Linhas de dados
============

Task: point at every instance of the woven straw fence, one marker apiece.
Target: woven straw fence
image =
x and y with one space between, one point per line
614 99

============

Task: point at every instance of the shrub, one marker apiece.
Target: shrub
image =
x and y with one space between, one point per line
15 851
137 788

============

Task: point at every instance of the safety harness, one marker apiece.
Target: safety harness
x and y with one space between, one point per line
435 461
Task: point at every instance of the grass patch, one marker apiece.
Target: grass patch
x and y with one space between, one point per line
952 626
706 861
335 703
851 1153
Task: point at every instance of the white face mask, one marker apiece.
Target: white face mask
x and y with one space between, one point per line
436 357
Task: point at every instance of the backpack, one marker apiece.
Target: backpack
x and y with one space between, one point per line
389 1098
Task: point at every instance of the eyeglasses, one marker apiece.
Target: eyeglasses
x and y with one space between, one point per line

============

▶ PROBLEMA A RESOLVER:
Por favor, diga quantas linhas da listagem contêm a palavra "instance". Responda só com o número.

▶ RESPOSTA:
7